▶ _WHAT YOU HAVE TO DO_: Please lay out the lines below as a numbered list, leaving out the blank lines.

Labeled region records
■ ■ ■ ■
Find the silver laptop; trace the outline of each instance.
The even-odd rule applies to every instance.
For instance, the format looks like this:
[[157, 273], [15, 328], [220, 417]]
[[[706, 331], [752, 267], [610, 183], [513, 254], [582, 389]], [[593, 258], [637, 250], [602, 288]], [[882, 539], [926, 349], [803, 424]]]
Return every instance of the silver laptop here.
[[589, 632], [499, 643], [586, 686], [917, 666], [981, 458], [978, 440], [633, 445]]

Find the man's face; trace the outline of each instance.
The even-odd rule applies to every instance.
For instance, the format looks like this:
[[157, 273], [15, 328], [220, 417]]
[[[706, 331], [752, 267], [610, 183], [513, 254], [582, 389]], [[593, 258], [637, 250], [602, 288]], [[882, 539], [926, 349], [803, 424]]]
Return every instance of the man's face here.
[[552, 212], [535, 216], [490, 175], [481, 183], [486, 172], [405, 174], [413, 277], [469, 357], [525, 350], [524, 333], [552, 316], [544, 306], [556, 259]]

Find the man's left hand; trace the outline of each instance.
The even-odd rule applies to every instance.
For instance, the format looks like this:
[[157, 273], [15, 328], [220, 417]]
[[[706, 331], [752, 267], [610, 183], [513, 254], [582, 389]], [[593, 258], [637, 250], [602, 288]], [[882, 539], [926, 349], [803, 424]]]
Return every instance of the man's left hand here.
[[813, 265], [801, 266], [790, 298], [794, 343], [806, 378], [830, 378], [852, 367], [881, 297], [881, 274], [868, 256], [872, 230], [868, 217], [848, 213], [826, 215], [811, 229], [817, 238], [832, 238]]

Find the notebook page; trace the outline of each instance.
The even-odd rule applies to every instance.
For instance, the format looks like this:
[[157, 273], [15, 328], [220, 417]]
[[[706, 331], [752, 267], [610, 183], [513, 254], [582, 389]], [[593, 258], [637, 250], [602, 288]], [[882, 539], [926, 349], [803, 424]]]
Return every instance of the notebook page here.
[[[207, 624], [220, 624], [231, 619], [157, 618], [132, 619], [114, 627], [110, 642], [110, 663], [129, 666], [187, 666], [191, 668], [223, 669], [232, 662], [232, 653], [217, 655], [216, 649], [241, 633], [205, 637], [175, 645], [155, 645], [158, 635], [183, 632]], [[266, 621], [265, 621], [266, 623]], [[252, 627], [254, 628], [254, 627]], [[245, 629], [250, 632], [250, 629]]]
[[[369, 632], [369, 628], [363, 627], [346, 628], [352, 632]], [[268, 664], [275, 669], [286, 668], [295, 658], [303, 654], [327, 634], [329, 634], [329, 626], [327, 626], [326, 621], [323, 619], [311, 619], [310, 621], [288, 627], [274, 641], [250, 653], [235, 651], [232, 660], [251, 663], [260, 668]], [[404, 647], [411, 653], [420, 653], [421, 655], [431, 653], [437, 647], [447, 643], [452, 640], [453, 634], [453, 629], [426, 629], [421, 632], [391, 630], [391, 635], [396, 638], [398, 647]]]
■ ■ ■ ■
▶ _EXPECTED ANSWER_:
1. Find the silver laptop; trace the outline of each instance.
2. The even-odd rule applies to every instance.
3. For instance, the format looks like this:
4. [[157, 273], [15, 328], [220, 417]]
5. [[[706, 331], [752, 267], [610, 183], [513, 254], [582, 389]], [[593, 258], [637, 250], [602, 288]], [[882, 539], [926, 349], [803, 424]]]
6. Return every instance of the silver laptop here.
7. [[589, 632], [499, 643], [586, 686], [917, 666], [981, 458], [978, 440], [633, 445]]
8. Find the man's face; trace the outline of each instance.
9. The even-odd rule applies to every instance.
10. For instance, the format looks like this:
11. [[157, 273], [15, 328], [220, 417]]
12. [[[706, 331], [752, 267], [610, 183], [513, 254], [582, 389]], [[593, 258], [637, 250], [602, 288]], [[882, 539], [926, 349], [803, 424]]]
13. Return every instance of the man's face here.
14. [[552, 212], [535, 216], [490, 175], [481, 183], [486, 172], [405, 174], [413, 277], [469, 357], [525, 350], [524, 333], [552, 316], [544, 306], [556, 259]]
15. Find the man's left hand; trace the outline of each instance.
16. The even-odd rule applies to every instance.
17. For instance, the format looks like this:
18. [[157, 273], [15, 328], [220, 417]]
19. [[[706, 331], [752, 267], [610, 183], [513, 254], [582, 389]], [[593, 258], [637, 250], [602, 288]], [[882, 539], [926, 349], [803, 424]]]
20. Return every instance of the man's left hand here.
21. [[813, 265], [801, 266], [790, 298], [794, 343], [806, 378], [830, 378], [852, 367], [881, 297], [881, 274], [868, 256], [872, 230], [868, 217], [848, 213], [826, 215], [811, 229], [817, 238], [832, 238]]
22. Find the notebook page; trace the outline of each instance.
23. The even-odd rule applies to every instance.
24. For instance, the format looks like this:
25. [[157, 273], [15, 328], [220, 417]]
26. [[[706, 331], [752, 267], [610, 183], [513, 254], [582, 389]], [[593, 258], [637, 250], [602, 288]], [[882, 539], [926, 349], [803, 424]]]
27. Return every instance of the notebook page here.
28. [[[207, 624], [220, 624], [231, 619], [157, 618], [132, 619], [114, 627], [110, 642], [110, 663], [129, 666], [187, 666], [191, 668], [223, 669], [232, 662], [232, 653], [217, 655], [216, 649], [241, 633], [205, 637], [175, 645], [155, 645], [158, 635], [183, 632]], [[266, 621], [265, 621], [266, 623]], [[252, 627], [254, 628], [254, 627]], [[245, 629], [250, 632], [250, 629]]]
29. [[[369, 632], [369, 628], [363, 627], [346, 628], [352, 632]], [[268, 664], [275, 669], [286, 668], [295, 658], [303, 654], [327, 634], [329, 634], [329, 626], [327, 626], [326, 621], [323, 619], [311, 619], [310, 621], [288, 627], [274, 641], [250, 653], [235, 651], [232, 660], [251, 663], [260, 668]], [[404, 647], [411, 653], [420, 653], [421, 655], [431, 653], [437, 647], [447, 643], [452, 640], [453, 634], [453, 629], [426, 629], [421, 632], [391, 630], [391, 635], [396, 638], [398, 647]]]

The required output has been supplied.